## Work item
Look below for the line containing "Target: man in striped shirt"; from there through the line containing "Objective — one point per instance of the tree", both lines included, please set down each line exactly and nothing else.

## Referring expression pointing data
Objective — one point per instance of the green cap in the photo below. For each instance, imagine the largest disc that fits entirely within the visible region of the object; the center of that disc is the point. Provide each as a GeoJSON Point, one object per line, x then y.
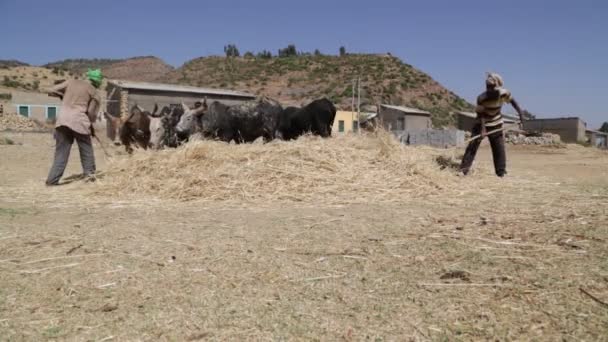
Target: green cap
{"type": "Point", "coordinates": [95, 77]}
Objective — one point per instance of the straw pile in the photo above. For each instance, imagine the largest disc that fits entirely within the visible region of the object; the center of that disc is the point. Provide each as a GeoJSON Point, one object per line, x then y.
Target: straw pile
{"type": "Point", "coordinates": [15, 122]}
{"type": "Point", "coordinates": [346, 169]}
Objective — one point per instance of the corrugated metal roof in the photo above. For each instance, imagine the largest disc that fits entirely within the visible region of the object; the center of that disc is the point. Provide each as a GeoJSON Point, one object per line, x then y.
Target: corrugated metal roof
{"type": "Point", "coordinates": [595, 131]}
{"type": "Point", "coordinates": [407, 109]}
{"type": "Point", "coordinates": [177, 88]}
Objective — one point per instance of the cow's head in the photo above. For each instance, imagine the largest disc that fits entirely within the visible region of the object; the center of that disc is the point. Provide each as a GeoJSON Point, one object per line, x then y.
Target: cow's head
{"type": "Point", "coordinates": [188, 122]}
{"type": "Point", "coordinates": [112, 126]}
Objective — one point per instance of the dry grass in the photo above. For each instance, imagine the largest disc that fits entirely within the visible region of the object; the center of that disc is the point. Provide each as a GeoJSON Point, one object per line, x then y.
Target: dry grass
{"type": "Point", "coordinates": [345, 169]}
{"type": "Point", "coordinates": [475, 258]}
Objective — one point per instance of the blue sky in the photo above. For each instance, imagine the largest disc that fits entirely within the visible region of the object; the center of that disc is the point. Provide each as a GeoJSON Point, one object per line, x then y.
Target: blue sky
{"type": "Point", "coordinates": [553, 55]}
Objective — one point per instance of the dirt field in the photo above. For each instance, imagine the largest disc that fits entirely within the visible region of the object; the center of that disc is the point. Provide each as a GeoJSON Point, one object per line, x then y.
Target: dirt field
{"type": "Point", "coordinates": [521, 258]}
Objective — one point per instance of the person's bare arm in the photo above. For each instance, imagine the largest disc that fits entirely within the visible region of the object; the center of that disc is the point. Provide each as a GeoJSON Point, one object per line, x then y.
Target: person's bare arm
{"type": "Point", "coordinates": [93, 108]}
{"type": "Point", "coordinates": [518, 109]}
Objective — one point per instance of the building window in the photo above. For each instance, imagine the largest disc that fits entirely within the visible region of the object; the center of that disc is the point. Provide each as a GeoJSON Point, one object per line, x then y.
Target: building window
{"type": "Point", "coordinates": [401, 124]}
{"type": "Point", "coordinates": [51, 113]}
{"type": "Point", "coordinates": [25, 111]}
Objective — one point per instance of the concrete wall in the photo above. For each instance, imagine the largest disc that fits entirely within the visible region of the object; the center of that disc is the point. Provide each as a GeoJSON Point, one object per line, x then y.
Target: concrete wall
{"type": "Point", "coordinates": [37, 104]}
{"type": "Point", "coordinates": [347, 117]}
{"type": "Point", "coordinates": [571, 130]}
{"type": "Point", "coordinates": [599, 140]}
{"type": "Point", "coordinates": [432, 137]}
{"type": "Point", "coordinates": [396, 120]}
{"type": "Point", "coordinates": [466, 123]}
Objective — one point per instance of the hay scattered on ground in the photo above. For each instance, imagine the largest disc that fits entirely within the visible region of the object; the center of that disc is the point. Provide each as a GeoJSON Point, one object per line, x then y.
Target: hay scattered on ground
{"type": "Point", "coordinates": [345, 169]}
{"type": "Point", "coordinates": [16, 122]}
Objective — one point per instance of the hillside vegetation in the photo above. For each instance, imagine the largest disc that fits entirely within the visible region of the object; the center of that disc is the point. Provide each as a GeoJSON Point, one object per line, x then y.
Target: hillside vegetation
{"type": "Point", "coordinates": [298, 79]}
{"type": "Point", "coordinates": [145, 69]}
{"type": "Point", "coordinates": [11, 63]}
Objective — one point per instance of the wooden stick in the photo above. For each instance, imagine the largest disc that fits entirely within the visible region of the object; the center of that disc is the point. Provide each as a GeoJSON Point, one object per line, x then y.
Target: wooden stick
{"type": "Point", "coordinates": [471, 285]}
{"type": "Point", "coordinates": [62, 257]}
{"type": "Point", "coordinates": [604, 304]}
{"type": "Point", "coordinates": [479, 135]}
{"type": "Point", "coordinates": [49, 268]}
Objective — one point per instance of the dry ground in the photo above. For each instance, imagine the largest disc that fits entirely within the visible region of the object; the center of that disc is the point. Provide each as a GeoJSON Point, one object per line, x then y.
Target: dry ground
{"type": "Point", "coordinates": [490, 259]}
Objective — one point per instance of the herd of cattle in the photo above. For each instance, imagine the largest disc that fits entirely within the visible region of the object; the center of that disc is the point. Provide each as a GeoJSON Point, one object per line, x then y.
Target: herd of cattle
{"type": "Point", "coordinates": [240, 123]}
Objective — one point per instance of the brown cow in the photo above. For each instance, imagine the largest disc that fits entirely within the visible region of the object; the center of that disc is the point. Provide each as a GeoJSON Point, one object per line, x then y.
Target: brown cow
{"type": "Point", "coordinates": [134, 130]}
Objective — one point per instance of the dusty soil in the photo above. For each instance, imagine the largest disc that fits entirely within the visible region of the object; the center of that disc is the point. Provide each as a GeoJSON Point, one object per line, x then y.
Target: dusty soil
{"type": "Point", "coordinates": [522, 258]}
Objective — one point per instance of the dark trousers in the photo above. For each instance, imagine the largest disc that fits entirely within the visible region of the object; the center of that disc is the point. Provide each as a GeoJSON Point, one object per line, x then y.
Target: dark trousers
{"type": "Point", "coordinates": [64, 138]}
{"type": "Point", "coordinates": [497, 142]}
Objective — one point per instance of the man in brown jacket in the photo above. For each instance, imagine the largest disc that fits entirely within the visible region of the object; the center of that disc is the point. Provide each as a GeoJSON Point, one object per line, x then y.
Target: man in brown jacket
{"type": "Point", "coordinates": [79, 107]}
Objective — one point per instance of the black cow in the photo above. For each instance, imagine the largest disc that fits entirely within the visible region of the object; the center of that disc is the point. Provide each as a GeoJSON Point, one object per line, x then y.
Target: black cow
{"type": "Point", "coordinates": [242, 123]}
{"type": "Point", "coordinates": [317, 117]}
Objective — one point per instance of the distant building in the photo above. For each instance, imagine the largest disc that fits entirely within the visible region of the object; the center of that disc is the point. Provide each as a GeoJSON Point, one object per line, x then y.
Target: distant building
{"type": "Point", "coordinates": [597, 138]}
{"type": "Point", "coordinates": [347, 121]}
{"type": "Point", "coordinates": [401, 118]}
{"type": "Point", "coordinates": [571, 129]}
{"type": "Point", "coordinates": [122, 95]}
{"type": "Point", "coordinates": [466, 120]}
{"type": "Point", "coordinates": [37, 106]}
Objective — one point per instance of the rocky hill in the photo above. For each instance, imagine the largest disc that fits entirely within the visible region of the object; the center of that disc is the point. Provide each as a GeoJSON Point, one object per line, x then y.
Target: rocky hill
{"type": "Point", "coordinates": [298, 79]}
{"type": "Point", "coordinates": [290, 79]}
{"type": "Point", "coordinates": [79, 66]}
{"type": "Point", "coordinates": [11, 63]}
{"type": "Point", "coordinates": [145, 69]}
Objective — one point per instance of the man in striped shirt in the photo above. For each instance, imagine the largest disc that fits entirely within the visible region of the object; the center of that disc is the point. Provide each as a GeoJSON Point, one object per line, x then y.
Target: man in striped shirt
{"type": "Point", "coordinates": [489, 105]}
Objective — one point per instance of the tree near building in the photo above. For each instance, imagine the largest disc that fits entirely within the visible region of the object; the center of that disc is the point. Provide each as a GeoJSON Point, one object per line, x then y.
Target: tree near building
{"type": "Point", "coordinates": [264, 54]}
{"type": "Point", "coordinates": [289, 51]}
{"type": "Point", "coordinates": [231, 50]}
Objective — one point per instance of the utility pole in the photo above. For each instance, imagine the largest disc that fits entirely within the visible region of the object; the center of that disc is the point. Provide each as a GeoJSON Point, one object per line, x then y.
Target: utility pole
{"type": "Point", "coordinates": [358, 104]}
{"type": "Point", "coordinates": [352, 107]}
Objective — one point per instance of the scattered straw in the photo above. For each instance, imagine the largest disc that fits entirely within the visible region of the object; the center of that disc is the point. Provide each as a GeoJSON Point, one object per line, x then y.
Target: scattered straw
{"type": "Point", "coordinates": [345, 169]}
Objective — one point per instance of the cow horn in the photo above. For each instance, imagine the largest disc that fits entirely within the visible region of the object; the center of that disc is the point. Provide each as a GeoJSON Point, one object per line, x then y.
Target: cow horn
{"type": "Point", "coordinates": [200, 110]}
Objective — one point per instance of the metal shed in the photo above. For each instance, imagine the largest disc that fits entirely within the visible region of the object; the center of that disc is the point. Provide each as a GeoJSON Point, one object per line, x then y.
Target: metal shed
{"type": "Point", "coordinates": [597, 138]}
{"type": "Point", "coordinates": [122, 95]}
{"type": "Point", "coordinates": [400, 118]}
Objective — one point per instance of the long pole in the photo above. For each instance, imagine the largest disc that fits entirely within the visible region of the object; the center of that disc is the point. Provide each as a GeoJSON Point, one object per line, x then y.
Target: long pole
{"type": "Point", "coordinates": [358, 104]}
{"type": "Point", "coordinates": [352, 106]}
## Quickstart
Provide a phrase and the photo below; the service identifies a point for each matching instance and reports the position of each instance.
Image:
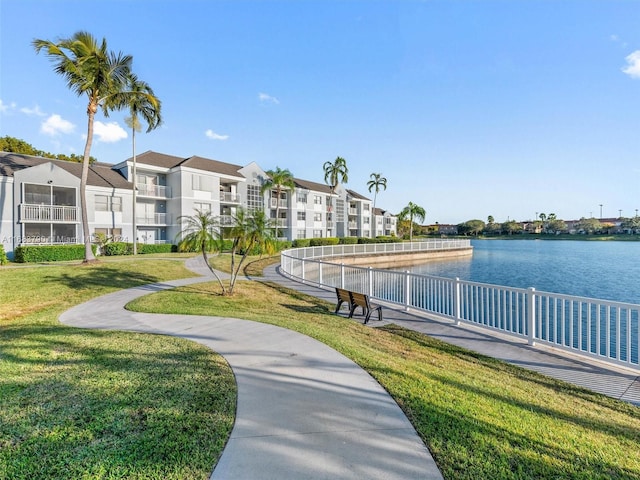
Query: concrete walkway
(304, 410)
(615, 382)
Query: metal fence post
(407, 290)
(531, 315)
(456, 301)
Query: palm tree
(103, 76)
(335, 172)
(412, 211)
(377, 181)
(200, 233)
(278, 180)
(143, 103)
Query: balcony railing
(48, 213)
(146, 190)
(228, 197)
(154, 219)
(275, 204)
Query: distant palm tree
(411, 212)
(200, 233)
(335, 172)
(377, 181)
(103, 76)
(278, 180)
(143, 103)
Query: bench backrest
(343, 294)
(360, 299)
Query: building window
(255, 200)
(105, 203)
(202, 207)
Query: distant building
(40, 200)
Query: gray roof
(356, 195)
(317, 187)
(170, 161)
(100, 174)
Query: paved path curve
(304, 410)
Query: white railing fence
(601, 329)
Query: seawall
(400, 259)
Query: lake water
(606, 270)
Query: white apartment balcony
(156, 191)
(228, 197)
(49, 213)
(275, 204)
(226, 220)
(153, 219)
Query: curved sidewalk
(619, 383)
(304, 410)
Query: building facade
(40, 200)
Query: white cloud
(214, 136)
(109, 132)
(633, 64)
(4, 107)
(266, 98)
(55, 125)
(33, 111)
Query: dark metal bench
(362, 300)
(355, 300)
(343, 297)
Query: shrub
(155, 248)
(122, 248)
(50, 253)
(319, 242)
(118, 248)
(348, 240)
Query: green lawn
(87, 404)
(481, 418)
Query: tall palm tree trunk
(88, 253)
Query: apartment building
(40, 200)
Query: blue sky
(468, 108)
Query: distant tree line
(16, 145)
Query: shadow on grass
(104, 276)
(82, 401)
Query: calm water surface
(605, 270)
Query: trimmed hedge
(379, 240)
(319, 242)
(301, 242)
(348, 240)
(50, 253)
(122, 248)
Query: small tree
(249, 232)
(410, 212)
(201, 233)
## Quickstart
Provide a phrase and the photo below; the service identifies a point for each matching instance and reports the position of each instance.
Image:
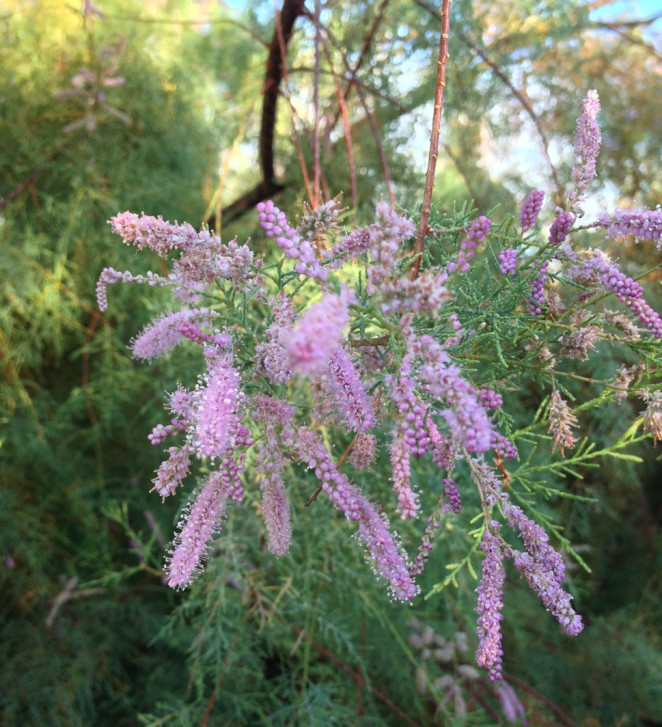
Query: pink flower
(319, 332)
(348, 392)
(216, 402)
(202, 520)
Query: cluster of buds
(383, 357)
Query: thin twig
(406, 719)
(371, 120)
(434, 138)
(316, 109)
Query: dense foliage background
(155, 106)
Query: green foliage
(90, 633)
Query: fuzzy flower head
(530, 209)
(653, 416)
(216, 404)
(642, 224)
(587, 146)
(561, 422)
(490, 605)
(202, 519)
(152, 232)
(318, 333)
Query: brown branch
(353, 81)
(526, 105)
(434, 138)
(32, 176)
(268, 186)
(406, 719)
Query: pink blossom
(318, 333)
(164, 332)
(349, 393)
(201, 521)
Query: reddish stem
(434, 138)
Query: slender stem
(434, 138)
(316, 137)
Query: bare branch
(434, 138)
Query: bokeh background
(157, 106)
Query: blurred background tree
(160, 107)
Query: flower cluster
(531, 208)
(344, 350)
(587, 146)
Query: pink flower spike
(164, 332)
(217, 399)
(153, 232)
(407, 500)
(319, 332)
(531, 208)
(348, 392)
(587, 147)
(202, 520)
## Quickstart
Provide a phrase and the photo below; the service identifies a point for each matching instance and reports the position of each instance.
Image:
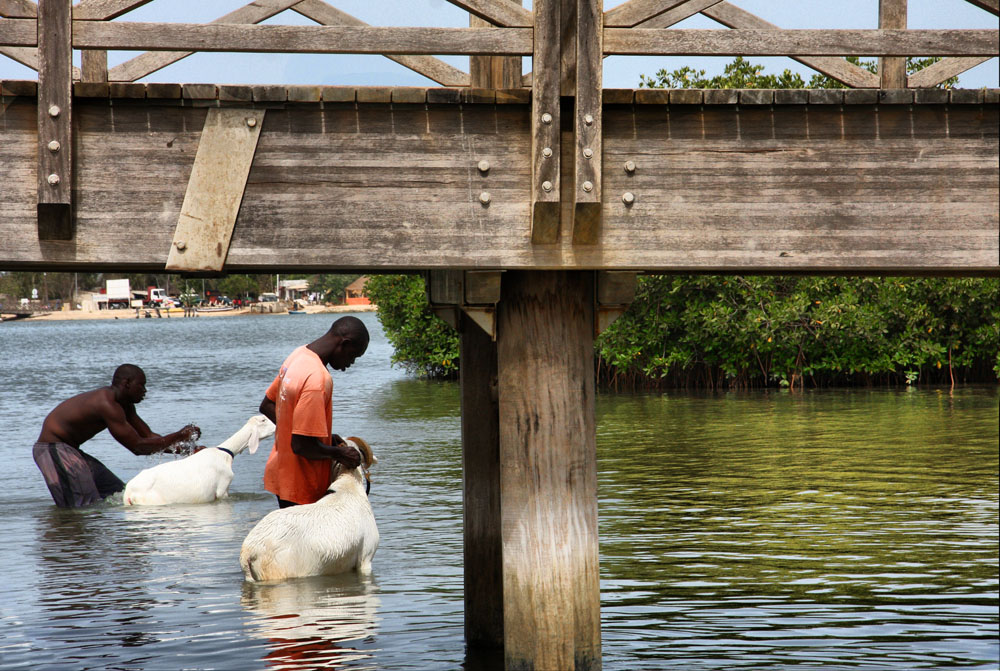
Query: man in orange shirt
(300, 401)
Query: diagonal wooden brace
(215, 190)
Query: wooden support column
(587, 125)
(548, 470)
(482, 540)
(55, 120)
(545, 122)
(892, 70)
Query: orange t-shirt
(303, 397)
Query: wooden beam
(483, 540)
(638, 42)
(299, 39)
(991, 6)
(892, 70)
(433, 68)
(632, 13)
(359, 186)
(482, 536)
(215, 190)
(18, 9)
(548, 467)
(942, 71)
(498, 12)
(55, 121)
(847, 73)
(105, 10)
(546, 124)
(588, 149)
(94, 64)
(148, 63)
(678, 14)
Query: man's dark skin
(338, 352)
(80, 418)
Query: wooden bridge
(531, 199)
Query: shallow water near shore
(819, 530)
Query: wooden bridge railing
(567, 40)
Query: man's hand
(347, 455)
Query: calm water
(853, 530)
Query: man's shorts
(74, 478)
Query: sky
(619, 71)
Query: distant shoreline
(178, 313)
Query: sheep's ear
(254, 439)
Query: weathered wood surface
(802, 187)
(55, 122)
(548, 464)
(546, 134)
(215, 189)
(588, 156)
(482, 536)
(136, 35)
(892, 70)
(644, 41)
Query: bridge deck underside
(720, 188)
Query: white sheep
(333, 535)
(202, 477)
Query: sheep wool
(333, 535)
(202, 477)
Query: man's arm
(311, 447)
(267, 408)
(125, 433)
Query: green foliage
(739, 332)
(742, 74)
(424, 345)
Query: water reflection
(319, 622)
(92, 582)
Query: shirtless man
(77, 479)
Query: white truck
(118, 293)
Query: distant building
(292, 290)
(355, 292)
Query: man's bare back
(74, 478)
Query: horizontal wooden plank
(291, 39)
(378, 187)
(650, 42)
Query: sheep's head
(255, 430)
(368, 459)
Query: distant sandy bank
(178, 313)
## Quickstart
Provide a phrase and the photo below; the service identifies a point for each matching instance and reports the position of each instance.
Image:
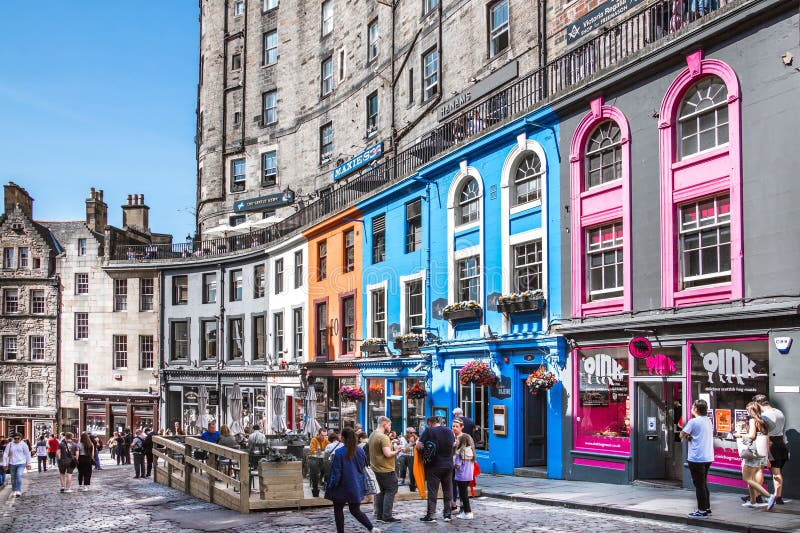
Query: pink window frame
(599, 205)
(709, 173)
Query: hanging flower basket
(351, 394)
(477, 372)
(462, 311)
(541, 380)
(417, 392)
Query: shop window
(727, 374)
(602, 411)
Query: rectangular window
(413, 226)
(259, 338)
(120, 295)
(180, 290)
(24, 254)
(349, 325)
(237, 175)
(372, 114)
(38, 302)
(120, 352)
(498, 27)
(236, 286)
(469, 279)
(9, 348)
(146, 294)
(298, 332)
(179, 333)
(430, 74)
(298, 269)
(146, 359)
(322, 266)
(378, 314)
(414, 305)
(327, 17)
(705, 242)
(81, 376)
(81, 326)
(277, 332)
(9, 394)
(36, 395)
(235, 339)
(326, 76)
(208, 345)
(269, 168)
(604, 261)
(259, 281)
(270, 108)
(322, 331)
(372, 40)
(209, 288)
(378, 239)
(278, 276)
(349, 251)
(528, 267)
(10, 301)
(326, 143)
(82, 283)
(36, 347)
(270, 48)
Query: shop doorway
(659, 412)
(534, 430)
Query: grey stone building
(289, 91)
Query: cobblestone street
(118, 502)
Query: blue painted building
(444, 251)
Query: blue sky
(101, 94)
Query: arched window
(468, 200)
(604, 154)
(528, 180)
(703, 117)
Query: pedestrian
(346, 482)
(41, 454)
(699, 431)
(778, 451)
(85, 460)
(464, 466)
(16, 459)
(66, 456)
(137, 447)
(436, 446)
(52, 447)
(382, 461)
(753, 467)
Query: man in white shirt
(700, 434)
(16, 458)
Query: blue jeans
(16, 476)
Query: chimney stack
(96, 211)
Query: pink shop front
(627, 411)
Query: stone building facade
(289, 91)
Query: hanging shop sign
(360, 160)
(597, 17)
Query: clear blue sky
(98, 93)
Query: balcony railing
(612, 45)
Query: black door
(534, 428)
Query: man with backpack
(436, 446)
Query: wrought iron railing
(612, 45)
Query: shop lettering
(603, 368)
(729, 364)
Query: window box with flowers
(523, 302)
(409, 343)
(462, 311)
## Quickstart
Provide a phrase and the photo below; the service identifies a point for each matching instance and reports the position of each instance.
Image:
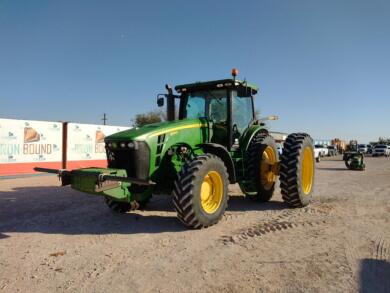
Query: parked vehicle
(369, 149)
(362, 148)
(317, 154)
(279, 147)
(217, 141)
(381, 150)
(323, 150)
(332, 151)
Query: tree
(148, 118)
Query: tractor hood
(155, 129)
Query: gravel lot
(57, 239)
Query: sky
(322, 66)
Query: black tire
(118, 206)
(296, 190)
(187, 191)
(256, 190)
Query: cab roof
(243, 87)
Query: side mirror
(160, 100)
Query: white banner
(28, 141)
(86, 141)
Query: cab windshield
(207, 104)
(213, 106)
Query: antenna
(104, 118)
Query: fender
(221, 152)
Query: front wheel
(297, 170)
(200, 192)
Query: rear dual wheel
(297, 170)
(261, 159)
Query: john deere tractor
(212, 139)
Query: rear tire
(297, 170)
(200, 192)
(261, 151)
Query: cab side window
(242, 112)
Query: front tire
(297, 170)
(200, 192)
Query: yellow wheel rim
(307, 170)
(267, 175)
(211, 192)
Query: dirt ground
(55, 239)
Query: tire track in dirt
(287, 219)
(381, 249)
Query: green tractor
(211, 139)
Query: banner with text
(25, 144)
(85, 144)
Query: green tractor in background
(353, 158)
(214, 141)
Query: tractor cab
(227, 104)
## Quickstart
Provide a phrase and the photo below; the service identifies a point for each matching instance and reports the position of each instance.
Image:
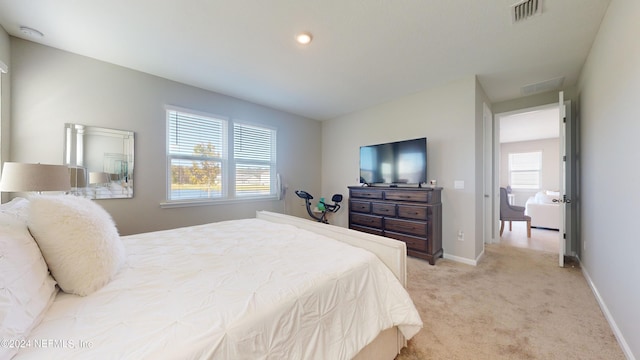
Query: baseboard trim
(612, 323)
(463, 260)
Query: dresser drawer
(367, 230)
(384, 209)
(417, 228)
(366, 193)
(414, 212)
(360, 206)
(412, 242)
(366, 220)
(416, 196)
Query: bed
(544, 211)
(272, 287)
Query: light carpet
(516, 304)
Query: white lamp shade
(78, 176)
(19, 177)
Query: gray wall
(550, 174)
(609, 204)
(52, 87)
(5, 102)
(447, 117)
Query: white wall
(609, 131)
(446, 116)
(5, 104)
(52, 87)
(550, 174)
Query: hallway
(541, 239)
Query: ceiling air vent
(525, 9)
(547, 85)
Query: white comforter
(242, 289)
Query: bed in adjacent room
(272, 287)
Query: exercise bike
(323, 208)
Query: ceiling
(363, 53)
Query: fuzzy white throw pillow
(78, 240)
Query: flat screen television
(394, 163)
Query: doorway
(528, 160)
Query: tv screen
(400, 162)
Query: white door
(562, 152)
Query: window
(524, 170)
(213, 158)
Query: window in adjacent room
(212, 158)
(525, 169)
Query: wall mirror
(100, 161)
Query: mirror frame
(100, 161)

## Result of the exercise
Target: man in striped shirt
{"type": "Point", "coordinates": [489, 105]}
Objective — one point per instance of the tree near building in the photo above. For each instance, imagine the largest disc that fits entirely within the visible region of the object; the center of that disc is the point. Provide each as a GeoJSON Point, one object per line, x then y.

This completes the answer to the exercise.